TO BE DONE. Rewrite all of the records below as a numbered list with one line per item, and leave out any blank lines.

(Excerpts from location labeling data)
■ ■ ■ ■
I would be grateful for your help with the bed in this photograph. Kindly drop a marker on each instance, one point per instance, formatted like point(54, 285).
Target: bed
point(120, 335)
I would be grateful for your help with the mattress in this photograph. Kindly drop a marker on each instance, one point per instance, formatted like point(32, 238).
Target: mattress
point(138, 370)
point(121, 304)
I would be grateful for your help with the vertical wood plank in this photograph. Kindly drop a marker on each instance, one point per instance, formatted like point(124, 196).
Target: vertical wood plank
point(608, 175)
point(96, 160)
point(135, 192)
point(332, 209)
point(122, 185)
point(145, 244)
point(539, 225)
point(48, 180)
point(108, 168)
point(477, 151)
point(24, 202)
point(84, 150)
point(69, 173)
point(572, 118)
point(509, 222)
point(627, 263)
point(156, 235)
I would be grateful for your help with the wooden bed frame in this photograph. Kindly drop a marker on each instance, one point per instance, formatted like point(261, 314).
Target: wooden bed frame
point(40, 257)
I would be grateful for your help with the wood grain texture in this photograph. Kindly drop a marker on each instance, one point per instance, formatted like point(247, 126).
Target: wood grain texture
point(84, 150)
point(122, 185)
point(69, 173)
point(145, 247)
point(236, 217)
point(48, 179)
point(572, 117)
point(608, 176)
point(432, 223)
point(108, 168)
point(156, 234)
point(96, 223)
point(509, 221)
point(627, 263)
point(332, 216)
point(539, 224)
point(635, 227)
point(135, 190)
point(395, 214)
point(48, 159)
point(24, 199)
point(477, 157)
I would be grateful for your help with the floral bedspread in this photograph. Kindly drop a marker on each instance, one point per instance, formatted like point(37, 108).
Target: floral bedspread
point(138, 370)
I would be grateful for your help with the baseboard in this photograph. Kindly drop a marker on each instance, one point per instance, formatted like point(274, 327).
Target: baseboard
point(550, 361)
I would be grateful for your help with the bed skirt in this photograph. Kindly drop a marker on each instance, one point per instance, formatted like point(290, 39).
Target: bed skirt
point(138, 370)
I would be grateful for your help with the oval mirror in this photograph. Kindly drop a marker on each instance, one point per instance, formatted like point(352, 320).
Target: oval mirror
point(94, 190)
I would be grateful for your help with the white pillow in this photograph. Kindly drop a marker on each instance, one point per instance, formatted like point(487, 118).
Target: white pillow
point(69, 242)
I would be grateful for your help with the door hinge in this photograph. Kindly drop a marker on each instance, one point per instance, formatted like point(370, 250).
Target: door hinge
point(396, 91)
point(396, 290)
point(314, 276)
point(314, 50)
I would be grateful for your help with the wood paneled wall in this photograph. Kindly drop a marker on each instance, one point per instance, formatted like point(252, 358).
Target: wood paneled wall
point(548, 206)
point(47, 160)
■ ■ ■ ■
SOLUTION TO THIS EXERCISE.
1. I would be grateful for your help with the bed in this photograph. Kindly drop a marker on each instance, one point per instance, formatted like point(54, 285).
2. Target: bed
3. point(120, 335)
4. I would be grateful for your help with the mattress in this photograph. Kindly drop a marker on each instance, one point per instance, formatted like point(32, 238).
5. Target: mattress
6. point(138, 370)
7. point(121, 304)
8. I would be grateful for your help with the vertical wood plank in this photograph. Kindly drop a marker on each instance, one point per instance, formatted like point(124, 196).
9. Target: vertical wood plank
10. point(608, 175)
11. point(96, 160)
12. point(135, 192)
13. point(332, 209)
14. point(122, 185)
15. point(145, 244)
16. point(539, 225)
17. point(48, 180)
18. point(108, 168)
19. point(477, 151)
20. point(24, 202)
21. point(84, 150)
22. point(69, 173)
23. point(572, 118)
24. point(509, 222)
25. point(627, 263)
26. point(156, 235)
27. I would be grateful for your help with the wooden bed frame in this photograph. Kindly drop a marker on each instance, one point per instance, formatted like point(261, 314).
28. Target: wooden bed frame
29. point(40, 257)
30. I would be grateful for your help with the wood grain texture in this photograph. Kindly drop a marker on each instance, one point per instance, formatted like point(247, 126).
31. Target: wood grain texture
32. point(84, 150)
33. point(122, 185)
34. point(69, 173)
35. point(145, 247)
36. point(236, 217)
37. point(48, 179)
38. point(572, 117)
39. point(608, 176)
40. point(432, 223)
41. point(108, 168)
42. point(156, 234)
43. point(96, 223)
44. point(509, 221)
45. point(627, 263)
46. point(332, 216)
47. point(539, 224)
48. point(635, 227)
49. point(135, 190)
50. point(395, 214)
51. point(48, 159)
52. point(24, 199)
53. point(477, 157)
54. I would be grateful for your help with the floral bedspread in this photograph. Kindly drop a marker on each instance, one point per instance, formatted like point(37, 108).
55. Target: floral bedspread
56. point(138, 370)
57. I would be grateful for your help with the baseboard in this photograph. Kindly drop a marker on each instance, one point per instance, formatted like point(274, 327).
58. Target: baseboard
59. point(550, 361)
60. I would be grateful for your help with the bed skirt in this photograph. Kindly drop a marker on each instance, one point per instance, formatted like point(290, 39).
61. Target: bed skirt
62. point(138, 370)
63. I would be grateful for your help with the oval mirror in this photograph. Kindly drop a marker on each instance, one point per instance, formatted like point(352, 320).
64. Target: oval mirror
65. point(94, 190)
66. I would be grateful for your help with the white pillow in this photograph. Kindly drop a marker on each instance, one point per instance, formatted like point(487, 118).
67. Target: white pillow
68. point(69, 242)
69. I would be grateful for your help with the door hinge in this photograph. Kindly drop a marker on each instance, one point per instance, formatted like point(370, 250).
70. Target: door hinge
71. point(396, 91)
72. point(396, 290)
73. point(314, 276)
74. point(314, 50)
75. I would be grateful for your help with the wood paneled wall in this photograph. Kindly drop a marker on each instance, one point per instance, formatted like point(252, 358).
76. Target: wood paneled wall
77. point(548, 206)
78. point(47, 160)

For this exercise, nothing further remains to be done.